[Start of Attachment]

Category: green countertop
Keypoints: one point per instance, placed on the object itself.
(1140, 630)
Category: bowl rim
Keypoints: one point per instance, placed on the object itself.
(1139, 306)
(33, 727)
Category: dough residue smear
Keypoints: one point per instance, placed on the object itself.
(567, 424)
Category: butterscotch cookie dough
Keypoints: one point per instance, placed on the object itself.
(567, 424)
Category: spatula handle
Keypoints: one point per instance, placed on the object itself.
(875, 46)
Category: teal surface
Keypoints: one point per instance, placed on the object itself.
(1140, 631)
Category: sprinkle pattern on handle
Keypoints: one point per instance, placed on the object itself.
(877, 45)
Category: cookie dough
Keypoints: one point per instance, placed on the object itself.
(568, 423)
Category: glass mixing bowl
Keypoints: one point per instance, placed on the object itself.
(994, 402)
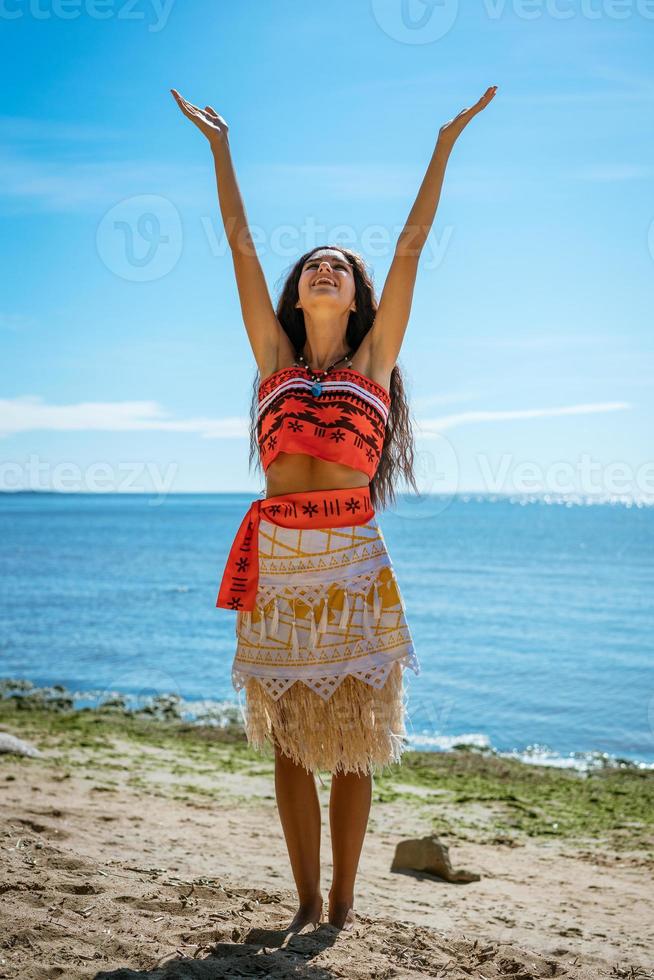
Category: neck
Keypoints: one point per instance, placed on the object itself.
(321, 351)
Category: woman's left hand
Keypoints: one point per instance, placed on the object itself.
(450, 132)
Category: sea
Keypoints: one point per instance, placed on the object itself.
(532, 618)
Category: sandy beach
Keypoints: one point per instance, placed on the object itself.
(138, 847)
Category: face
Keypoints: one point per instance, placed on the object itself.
(326, 279)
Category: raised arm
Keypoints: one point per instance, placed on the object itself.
(385, 337)
(264, 331)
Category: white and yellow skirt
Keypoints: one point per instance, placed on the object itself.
(321, 656)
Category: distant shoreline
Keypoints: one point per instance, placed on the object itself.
(467, 496)
(226, 714)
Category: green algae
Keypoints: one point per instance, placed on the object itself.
(465, 792)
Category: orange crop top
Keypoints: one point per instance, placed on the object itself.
(345, 423)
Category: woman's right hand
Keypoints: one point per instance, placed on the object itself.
(207, 120)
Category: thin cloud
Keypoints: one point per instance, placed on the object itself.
(52, 186)
(434, 427)
(30, 413)
(28, 129)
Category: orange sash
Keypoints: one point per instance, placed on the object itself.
(304, 509)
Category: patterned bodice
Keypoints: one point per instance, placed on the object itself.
(345, 423)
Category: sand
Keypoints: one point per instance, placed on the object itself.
(128, 857)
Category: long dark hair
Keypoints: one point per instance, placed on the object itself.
(397, 458)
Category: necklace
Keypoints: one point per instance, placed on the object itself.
(318, 377)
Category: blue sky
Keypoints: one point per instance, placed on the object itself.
(125, 363)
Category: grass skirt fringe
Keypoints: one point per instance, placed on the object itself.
(358, 729)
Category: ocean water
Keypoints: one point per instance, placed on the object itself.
(533, 621)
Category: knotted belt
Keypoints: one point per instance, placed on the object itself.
(304, 509)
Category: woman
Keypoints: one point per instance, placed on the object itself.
(322, 639)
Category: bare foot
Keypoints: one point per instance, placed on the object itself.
(307, 912)
(341, 915)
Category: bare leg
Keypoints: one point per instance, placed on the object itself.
(299, 812)
(349, 808)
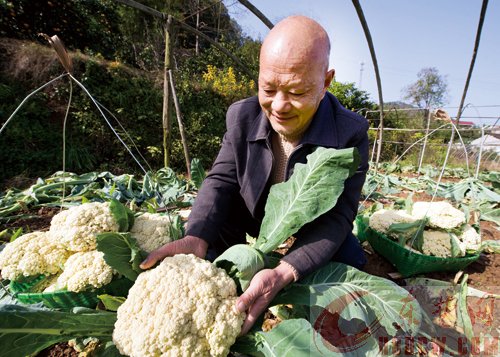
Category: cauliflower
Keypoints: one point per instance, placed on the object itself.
(151, 231)
(437, 243)
(84, 270)
(76, 227)
(381, 220)
(183, 307)
(32, 254)
(470, 239)
(441, 214)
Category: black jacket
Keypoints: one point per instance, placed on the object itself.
(243, 167)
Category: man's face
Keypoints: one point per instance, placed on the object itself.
(290, 92)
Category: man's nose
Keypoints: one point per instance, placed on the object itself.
(281, 103)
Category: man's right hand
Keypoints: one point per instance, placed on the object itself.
(186, 245)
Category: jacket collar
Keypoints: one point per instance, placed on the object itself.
(321, 131)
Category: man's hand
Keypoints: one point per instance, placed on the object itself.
(186, 245)
(264, 286)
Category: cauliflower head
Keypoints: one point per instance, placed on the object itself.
(469, 239)
(183, 307)
(76, 227)
(437, 243)
(441, 214)
(32, 254)
(382, 219)
(151, 231)
(84, 270)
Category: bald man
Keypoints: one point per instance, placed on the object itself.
(265, 138)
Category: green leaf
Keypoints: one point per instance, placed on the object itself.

[End of Attachment]

WHAT IS BEING ASKED ->
In your copy, include no pictures; print every line above exactly.

EXERCISE RESPONSE ->
Category: green countertop
Keypoints: one point per instance, placed on the object itself.
(1140, 630)
Category: bowl rim
Keypoints: one point per instance, placed on the object itself.
(1139, 306)
(33, 727)
Category: dough residue smear
Keypoints: one point per instance, placed on the object itself.
(567, 424)
Category: butterscotch cookie dough
Keypoints: one point per instance, placed on the object itself.
(567, 424)
Category: spatula handle
Keypoints: one point per instance, placed on the object itself.
(875, 46)
Category: teal surface
Keypoints: one point per instance, placed on the object itself.
(1140, 631)
Category: sprinkle pattern on handle
Keypoints: one point per instance, placed on the object itself.
(877, 45)
Category: cookie dough
Keypoints: one point per instance, placed on the object itself.
(568, 423)
Category: glass mixing bowl
Keypoints: one point per instance, placed on the object itself.
(994, 402)
Category: neck
Keypoints: one point per instance, placed on the object itself.
(321, 351)
Category: woman's left hand
Keypoints: one point per instance, placed on the object itself.
(450, 132)
Category: sea
Keypoints: one point per instance, placed on the object itself.
(532, 618)
Category: sandy beach
Keypoints: one point per instance, placed on the object itself.
(138, 847)
Category: face
Keypoints: one point per instance, placed on the object itself.
(326, 279)
Category: raised arm
Keypoints: one point per instance, placed on the object itself.
(385, 337)
(264, 331)
Category: white and yellow skirt
Keypoints: one point per instance, placed on the object itself.
(321, 656)
Category: distant shoreline
Keypoints: one point per instance, placed on the object itself.
(467, 496)
(226, 714)
Category: green algae
Keypoints: one point per instance, placed on the object itself.
(465, 792)
Category: orange crop top
Keypoints: one point per instance, placed on the object itself.
(345, 423)
Category: woman's right hand
Keypoints: one point per instance, placed on the object itself.
(207, 120)
Category: thin cloud
Keypoints: one point per instance, placed on the object itself.
(52, 186)
(434, 427)
(30, 413)
(28, 129)
Category: orange sash
Keypoints: one point per instance, placed on the object itself.
(304, 509)
Category: patterned bodice
Keypoints: one point per instance, placed on the object itself.
(345, 423)
Category: sand
Keypoints: one point per instance, placed on the object itself.
(128, 857)
Category: long dark hair
Keypoints: one point per instance, placed on the object itself.
(397, 458)
Category: necklace
Keypoints: one point per instance, placed on the object itself.
(318, 377)
Category: blue sky
Keypoints: one point per instance, placed on the object itself.
(125, 363)
Category: grass skirt fringe
Keypoints: one point per instance, placed on the object itself.
(358, 729)
Category: ocean water
Keypoints: one point per instance, placed on the object itself.
(533, 621)
Category: knotted belt
Keypoints: one point per instance, placed on the object itself.
(304, 509)
Category: woman
Keypoints: one point per instance, placed on the object itself.
(322, 639)
Category: bare foot
Keypoints: one point per instance, placed on the object itself.
(307, 912)
(341, 915)
Category: bare leg
Keypoints: one point per instance, placed on the object itself.
(299, 812)
(349, 808)
Category: cauliflower
Keypoints: one point per instance, placed on the object itself.
(151, 231)
(437, 243)
(84, 270)
(76, 227)
(381, 220)
(183, 307)
(32, 254)
(470, 239)
(441, 214)
Category: black jacket
Keypoints: one point per instance, placed on the object itself.
(243, 167)
Category: man's face
Keypoints: one point per instance, placed on the object itself.
(290, 92)
Category: man's nose
Keypoints: one point per instance, placed on the object itself.
(281, 103)
Category: man's right hand
Keypoints: one point per instance, placed on the object itself.
(186, 245)
Category: jacket collar
Keypoints: one point per instance, placed on the object itself.
(321, 131)
Category: man's hand
Keypoints: one point per instance, placed on the object itself.
(186, 245)
(264, 286)
Category: cauliflower head
Keypoints: one point per instance, placed on the object itself.
(469, 239)
(183, 307)
(76, 227)
(437, 243)
(441, 214)
(32, 254)
(382, 219)
(151, 231)
(84, 270)
Category: bald man
Keypoints: one point per instance, placed on the object itself.
(265, 138)
Category: green leaf
Keypoints: one point per instance, placed on the object itself.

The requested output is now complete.